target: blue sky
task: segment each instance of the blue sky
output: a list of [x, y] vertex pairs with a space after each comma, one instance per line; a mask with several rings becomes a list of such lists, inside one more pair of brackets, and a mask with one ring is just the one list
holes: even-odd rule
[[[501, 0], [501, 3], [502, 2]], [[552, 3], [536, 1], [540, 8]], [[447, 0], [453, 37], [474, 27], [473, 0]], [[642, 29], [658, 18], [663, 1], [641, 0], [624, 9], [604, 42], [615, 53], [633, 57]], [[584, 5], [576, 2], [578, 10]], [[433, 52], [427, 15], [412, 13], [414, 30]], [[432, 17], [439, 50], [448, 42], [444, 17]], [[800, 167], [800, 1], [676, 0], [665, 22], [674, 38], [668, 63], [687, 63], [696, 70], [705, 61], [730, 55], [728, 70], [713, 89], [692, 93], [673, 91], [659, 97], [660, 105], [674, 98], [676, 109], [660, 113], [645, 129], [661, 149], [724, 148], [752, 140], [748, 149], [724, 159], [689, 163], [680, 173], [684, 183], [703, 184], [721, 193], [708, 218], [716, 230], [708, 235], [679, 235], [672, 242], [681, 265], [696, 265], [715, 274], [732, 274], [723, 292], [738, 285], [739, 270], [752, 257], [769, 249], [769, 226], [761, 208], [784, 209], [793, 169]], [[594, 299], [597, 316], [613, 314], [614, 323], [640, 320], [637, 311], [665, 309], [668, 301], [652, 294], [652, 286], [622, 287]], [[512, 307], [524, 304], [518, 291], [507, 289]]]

..............................

Activity
Exactly as written, reproduce the lines of the data above from the first line through the line where "output: a list" appears.

Task response
target: blue sky
task: segment each instance of the blue sky
output: a list of [x, y] vertex pairs with a space after each comma, one instance per line; a mask with several rings becomes a list of such lists, inside one more pair of brackets, and a mask with one ring is just the one list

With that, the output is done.